Requirement =>
Check every line of the entries that follow, and copy the ones containing "concrete".

Extracted material =>
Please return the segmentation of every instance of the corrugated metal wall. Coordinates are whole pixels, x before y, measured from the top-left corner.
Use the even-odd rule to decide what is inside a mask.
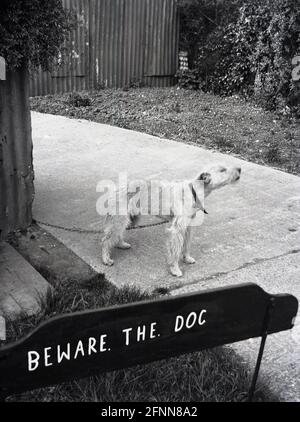
[[[133,82],[170,86],[178,64],[176,0],[62,0],[79,24],[62,63],[32,75],[30,94],[45,95]]]
[[[26,69],[0,81],[0,239],[31,223],[33,167]]]

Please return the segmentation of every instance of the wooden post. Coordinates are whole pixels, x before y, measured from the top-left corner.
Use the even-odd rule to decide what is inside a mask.
[[[6,321],[4,315],[0,312],[0,342],[6,340]],[[1,344],[1,343],[0,343]]]
[[[6,62],[3,57],[0,56],[0,81],[6,80]]]
[[[5,78],[5,80],[4,80]],[[0,239],[32,221],[33,163],[29,73],[0,60]]]

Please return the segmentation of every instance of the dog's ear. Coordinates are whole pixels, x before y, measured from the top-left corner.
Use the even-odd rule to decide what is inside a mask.
[[[210,173],[201,173],[200,176],[198,177],[198,180],[203,181],[203,183],[205,185],[208,185],[211,182],[211,175]]]

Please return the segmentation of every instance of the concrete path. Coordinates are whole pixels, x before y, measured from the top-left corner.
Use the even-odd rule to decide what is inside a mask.
[[[197,263],[184,266],[182,279],[174,279],[166,271],[164,226],[128,232],[133,249],[116,250],[112,268],[101,263],[100,236],[48,228],[111,282],[147,290],[168,287],[177,294],[254,281],[270,293],[293,293],[300,299],[298,177],[224,154],[88,121],[33,113],[32,123],[34,216],[65,227],[101,227],[96,213],[96,186],[103,179],[117,180],[119,172],[128,172],[130,178],[172,180],[191,178],[208,163],[242,166],[239,184],[207,199],[209,215],[194,230],[192,250]],[[281,390],[290,389],[283,397],[300,400],[299,382],[292,386],[297,375],[300,379],[300,353],[299,349],[297,353],[291,350],[300,338],[300,326],[293,334],[278,338],[278,342],[289,342],[289,352],[294,353],[295,359],[291,368],[291,359],[285,360],[285,353],[281,360],[277,351],[272,353],[273,358],[278,355],[279,376],[282,365],[289,375],[288,386],[282,380]],[[286,344],[281,345],[286,350]]]

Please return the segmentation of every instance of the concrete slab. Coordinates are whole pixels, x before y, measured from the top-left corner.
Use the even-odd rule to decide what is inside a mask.
[[[116,180],[119,172],[127,172],[130,178],[172,180],[191,178],[208,163],[242,167],[239,184],[207,199],[205,208],[209,215],[201,227],[194,229],[192,250],[197,263],[184,266],[182,279],[167,273],[164,226],[128,232],[133,248],[116,250],[112,268],[101,263],[100,235],[47,227],[111,282],[145,290],[168,287],[180,293],[214,287],[214,283],[254,281],[269,293],[293,293],[300,299],[298,177],[202,148],[88,121],[33,113],[32,123],[34,215],[54,225],[100,228],[97,183]],[[176,290],[180,287],[182,290]],[[270,376],[275,377],[274,367],[280,372],[283,365],[283,378],[279,381],[281,392],[288,384],[287,393],[282,395],[286,400],[300,397],[296,382],[299,333],[297,325],[291,333],[278,335],[284,340],[277,341],[274,336],[269,342],[268,359],[270,363],[273,360]],[[254,349],[249,350],[253,357]],[[281,359],[278,366],[274,363],[277,357]]]
[[[9,244],[0,243],[0,314],[14,320],[35,315],[49,283]]]
[[[211,162],[240,164],[241,182],[207,199],[209,215],[194,230],[194,266],[184,278],[169,276],[164,258],[164,226],[128,232],[130,251],[115,251],[116,264],[100,260],[100,235],[47,228],[96,271],[120,284],[143,289],[176,287],[246,263],[300,248],[299,178],[202,148],[65,117],[32,114],[35,162],[34,216],[66,227],[96,229],[97,183],[131,178],[190,178]]]
[[[37,224],[32,224],[18,237],[14,248],[39,272],[49,273],[53,279],[66,277],[73,282],[86,283],[98,276],[71,249]]]
[[[228,274],[175,289],[172,294],[196,292],[206,288],[208,284],[210,288],[218,288],[247,281],[263,285],[267,292],[288,292],[299,298],[299,260],[299,252],[267,259]],[[232,345],[253,370],[259,343],[259,339],[250,339]],[[300,318],[296,319],[293,330],[268,337],[259,377],[280,400],[300,401]]]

Task solution =>
Please return the segmentation of every instance of the concrete path. Coordinates are whole pixels, x before y, measured from the top-left corner.
Please return the segmentation of every instance of the concrete slab. Coordinates are whole pixels, x before y, measured from the top-left corner.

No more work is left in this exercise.